▶ _Excerpt provided_:
-*-
This is a wonderful account of a marriage, a family, and a career. Theirs was not a stern, prohibitive, religious household. Their religion was their source of strength in tough times and joy in good times—and never a club to beat anyone into submission. Though his elder son admits to problems with being a pastor's son, the experience did not taint his life with self-destructive rebellion. There has so far been only one divorce in three generations—a granddaughter whose husband "found someone else."
Huffman's story is suitable as research material for a novel character, as a historical description of a segment of America at a certain time and place, or simply as a good read for people like me who are just curious about how other people live and think. Huffman is a sufficient writer with better-than-average writing skills. The absence of awkward sentence structure, poor grammar, and other such common flaws in self-published memoirs makes for a smooth read. The conservative Christian viewpoint may or may not be your cup of tea, but Huffman's life has had all the usual ups and downs, and he has come out the other end a happy camper. He has mastered the art of happiness, which adds to the pleasure of the read. As a post script, as I finished reading the last few pages, it occurred to me that saving the world is a big enough job to accommodate a lot of different approaches. What I find unsuitable for me may be just what the next person needs to bring them around to a more peaceful way of looking at the world. I consider my viewpoint the far more advanced thinking. But what if I'm wrong? (July 2014)
-*-
▶ _Source material_:

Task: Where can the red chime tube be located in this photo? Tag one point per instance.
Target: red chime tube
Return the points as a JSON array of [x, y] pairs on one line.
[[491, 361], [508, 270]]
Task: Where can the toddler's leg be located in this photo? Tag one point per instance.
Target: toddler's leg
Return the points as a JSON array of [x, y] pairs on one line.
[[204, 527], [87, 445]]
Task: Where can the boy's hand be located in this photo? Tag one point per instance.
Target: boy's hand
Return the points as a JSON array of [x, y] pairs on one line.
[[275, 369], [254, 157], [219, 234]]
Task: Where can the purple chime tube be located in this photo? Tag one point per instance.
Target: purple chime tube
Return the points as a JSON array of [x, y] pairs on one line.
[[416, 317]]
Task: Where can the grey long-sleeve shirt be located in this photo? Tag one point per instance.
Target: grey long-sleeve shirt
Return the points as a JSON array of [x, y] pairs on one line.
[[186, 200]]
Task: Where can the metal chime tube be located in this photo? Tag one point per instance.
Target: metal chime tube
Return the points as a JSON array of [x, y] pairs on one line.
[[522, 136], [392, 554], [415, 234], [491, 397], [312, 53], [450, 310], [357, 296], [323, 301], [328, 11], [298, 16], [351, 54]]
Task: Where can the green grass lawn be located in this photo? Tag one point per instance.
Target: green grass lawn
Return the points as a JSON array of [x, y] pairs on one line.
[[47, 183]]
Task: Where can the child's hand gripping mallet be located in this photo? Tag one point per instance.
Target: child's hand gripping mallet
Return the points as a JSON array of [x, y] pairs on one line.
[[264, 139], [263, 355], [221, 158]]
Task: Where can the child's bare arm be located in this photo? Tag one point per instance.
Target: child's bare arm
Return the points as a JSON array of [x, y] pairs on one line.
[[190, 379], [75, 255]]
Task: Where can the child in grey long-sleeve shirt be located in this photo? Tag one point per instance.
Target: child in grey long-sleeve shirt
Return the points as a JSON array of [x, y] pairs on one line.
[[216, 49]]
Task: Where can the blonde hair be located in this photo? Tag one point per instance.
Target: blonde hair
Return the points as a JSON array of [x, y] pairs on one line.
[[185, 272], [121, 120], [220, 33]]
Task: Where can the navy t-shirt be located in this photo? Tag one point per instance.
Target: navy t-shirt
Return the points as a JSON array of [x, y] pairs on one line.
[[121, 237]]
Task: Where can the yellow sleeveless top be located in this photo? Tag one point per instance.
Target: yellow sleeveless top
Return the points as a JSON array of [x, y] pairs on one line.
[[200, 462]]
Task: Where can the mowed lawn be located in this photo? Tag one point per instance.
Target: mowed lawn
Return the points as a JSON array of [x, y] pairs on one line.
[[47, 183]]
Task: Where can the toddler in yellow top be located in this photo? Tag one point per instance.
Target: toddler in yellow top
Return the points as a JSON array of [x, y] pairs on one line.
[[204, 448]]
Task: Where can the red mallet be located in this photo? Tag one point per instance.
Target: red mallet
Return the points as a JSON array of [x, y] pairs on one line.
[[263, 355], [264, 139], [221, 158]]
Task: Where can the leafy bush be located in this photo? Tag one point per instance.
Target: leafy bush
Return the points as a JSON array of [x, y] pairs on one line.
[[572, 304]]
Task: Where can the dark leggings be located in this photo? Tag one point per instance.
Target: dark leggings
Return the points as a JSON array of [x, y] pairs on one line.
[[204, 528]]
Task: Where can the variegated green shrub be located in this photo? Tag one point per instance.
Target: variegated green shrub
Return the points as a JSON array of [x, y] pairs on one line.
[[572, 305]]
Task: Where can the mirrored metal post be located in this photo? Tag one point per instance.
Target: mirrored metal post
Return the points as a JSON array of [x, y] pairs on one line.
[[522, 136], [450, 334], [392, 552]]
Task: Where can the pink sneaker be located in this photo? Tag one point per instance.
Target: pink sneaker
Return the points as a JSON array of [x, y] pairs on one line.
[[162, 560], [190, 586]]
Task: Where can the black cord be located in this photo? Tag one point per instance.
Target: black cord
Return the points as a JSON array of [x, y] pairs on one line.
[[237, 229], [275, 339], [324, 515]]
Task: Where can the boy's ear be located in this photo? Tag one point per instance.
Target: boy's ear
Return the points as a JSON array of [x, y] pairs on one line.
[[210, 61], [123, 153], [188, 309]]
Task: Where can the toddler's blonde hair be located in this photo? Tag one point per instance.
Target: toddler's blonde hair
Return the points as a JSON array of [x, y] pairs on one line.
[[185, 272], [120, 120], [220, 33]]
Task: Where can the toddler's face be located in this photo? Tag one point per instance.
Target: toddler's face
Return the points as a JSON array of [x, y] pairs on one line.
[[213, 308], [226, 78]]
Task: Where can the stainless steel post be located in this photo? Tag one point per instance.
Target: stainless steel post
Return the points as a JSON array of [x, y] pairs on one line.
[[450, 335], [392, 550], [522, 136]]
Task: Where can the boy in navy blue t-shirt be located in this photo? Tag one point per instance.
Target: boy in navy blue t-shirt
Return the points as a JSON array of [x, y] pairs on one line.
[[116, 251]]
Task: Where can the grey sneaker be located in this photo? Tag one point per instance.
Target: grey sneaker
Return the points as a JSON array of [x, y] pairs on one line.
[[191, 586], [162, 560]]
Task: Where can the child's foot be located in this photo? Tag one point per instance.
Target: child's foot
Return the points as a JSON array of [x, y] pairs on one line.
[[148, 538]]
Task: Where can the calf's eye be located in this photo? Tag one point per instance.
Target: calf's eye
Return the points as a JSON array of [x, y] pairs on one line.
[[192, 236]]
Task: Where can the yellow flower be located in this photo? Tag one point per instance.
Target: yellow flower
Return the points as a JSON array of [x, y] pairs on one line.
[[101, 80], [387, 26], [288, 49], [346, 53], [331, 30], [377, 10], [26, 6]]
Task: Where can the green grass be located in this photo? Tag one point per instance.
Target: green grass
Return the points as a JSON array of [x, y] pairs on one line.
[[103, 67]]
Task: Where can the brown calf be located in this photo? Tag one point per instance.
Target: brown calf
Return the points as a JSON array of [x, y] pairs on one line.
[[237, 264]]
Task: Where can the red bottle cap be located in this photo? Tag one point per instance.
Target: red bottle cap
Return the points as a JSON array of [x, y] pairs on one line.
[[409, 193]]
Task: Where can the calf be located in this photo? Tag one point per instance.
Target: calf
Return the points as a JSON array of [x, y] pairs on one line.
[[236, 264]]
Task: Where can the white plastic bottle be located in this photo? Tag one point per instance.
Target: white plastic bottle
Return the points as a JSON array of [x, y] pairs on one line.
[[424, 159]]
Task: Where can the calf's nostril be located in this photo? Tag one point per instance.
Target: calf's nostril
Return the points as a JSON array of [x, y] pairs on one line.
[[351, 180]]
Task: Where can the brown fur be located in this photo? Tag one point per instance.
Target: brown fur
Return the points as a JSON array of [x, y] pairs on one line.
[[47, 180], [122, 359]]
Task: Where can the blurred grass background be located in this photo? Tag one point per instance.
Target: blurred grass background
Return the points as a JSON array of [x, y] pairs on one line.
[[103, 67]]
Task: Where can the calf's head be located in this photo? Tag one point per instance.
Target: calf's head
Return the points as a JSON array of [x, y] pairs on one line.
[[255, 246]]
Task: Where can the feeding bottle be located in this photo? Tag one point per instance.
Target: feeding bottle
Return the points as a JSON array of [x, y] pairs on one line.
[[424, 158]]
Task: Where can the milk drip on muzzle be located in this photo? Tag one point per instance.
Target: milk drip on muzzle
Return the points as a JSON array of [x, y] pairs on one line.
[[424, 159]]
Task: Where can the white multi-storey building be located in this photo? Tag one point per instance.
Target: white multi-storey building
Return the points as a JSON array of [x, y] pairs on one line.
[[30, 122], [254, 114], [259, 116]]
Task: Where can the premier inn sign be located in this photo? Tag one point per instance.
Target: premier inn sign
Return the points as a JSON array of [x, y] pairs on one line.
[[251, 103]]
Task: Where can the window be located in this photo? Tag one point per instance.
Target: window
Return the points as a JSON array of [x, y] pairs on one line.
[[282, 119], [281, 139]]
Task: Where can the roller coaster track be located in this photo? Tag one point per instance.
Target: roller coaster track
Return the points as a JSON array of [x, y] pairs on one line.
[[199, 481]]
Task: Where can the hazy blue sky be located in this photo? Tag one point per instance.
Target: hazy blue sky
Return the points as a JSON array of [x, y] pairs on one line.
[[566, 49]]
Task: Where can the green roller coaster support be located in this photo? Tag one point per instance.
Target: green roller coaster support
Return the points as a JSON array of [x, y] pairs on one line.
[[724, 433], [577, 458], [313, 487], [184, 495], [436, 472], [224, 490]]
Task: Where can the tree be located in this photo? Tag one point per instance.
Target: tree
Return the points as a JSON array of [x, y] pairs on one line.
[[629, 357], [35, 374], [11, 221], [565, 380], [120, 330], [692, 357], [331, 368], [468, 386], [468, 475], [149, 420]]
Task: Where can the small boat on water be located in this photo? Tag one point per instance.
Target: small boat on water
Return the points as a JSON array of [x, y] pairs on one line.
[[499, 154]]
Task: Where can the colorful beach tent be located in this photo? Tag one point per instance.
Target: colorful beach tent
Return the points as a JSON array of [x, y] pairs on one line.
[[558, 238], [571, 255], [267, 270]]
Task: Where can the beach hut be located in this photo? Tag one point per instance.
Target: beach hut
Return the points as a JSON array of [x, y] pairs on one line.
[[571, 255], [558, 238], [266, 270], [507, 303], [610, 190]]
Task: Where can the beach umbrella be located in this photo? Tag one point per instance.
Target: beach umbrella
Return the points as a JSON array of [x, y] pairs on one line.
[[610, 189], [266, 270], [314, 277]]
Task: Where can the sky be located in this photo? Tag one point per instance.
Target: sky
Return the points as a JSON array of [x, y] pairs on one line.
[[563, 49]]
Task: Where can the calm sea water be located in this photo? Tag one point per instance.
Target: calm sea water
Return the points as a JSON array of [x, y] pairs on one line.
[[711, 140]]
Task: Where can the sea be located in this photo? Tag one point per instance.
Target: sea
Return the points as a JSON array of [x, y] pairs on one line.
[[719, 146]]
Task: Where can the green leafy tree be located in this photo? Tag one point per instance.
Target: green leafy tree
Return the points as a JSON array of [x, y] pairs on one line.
-*-
▶ _Assignment_:
According to the memoir review, how many divorces have there been across three generations of the family? None of the data is needed for this.

▶ _Exercise solution_:
Only one, a granddaughter whose husband "found someone else."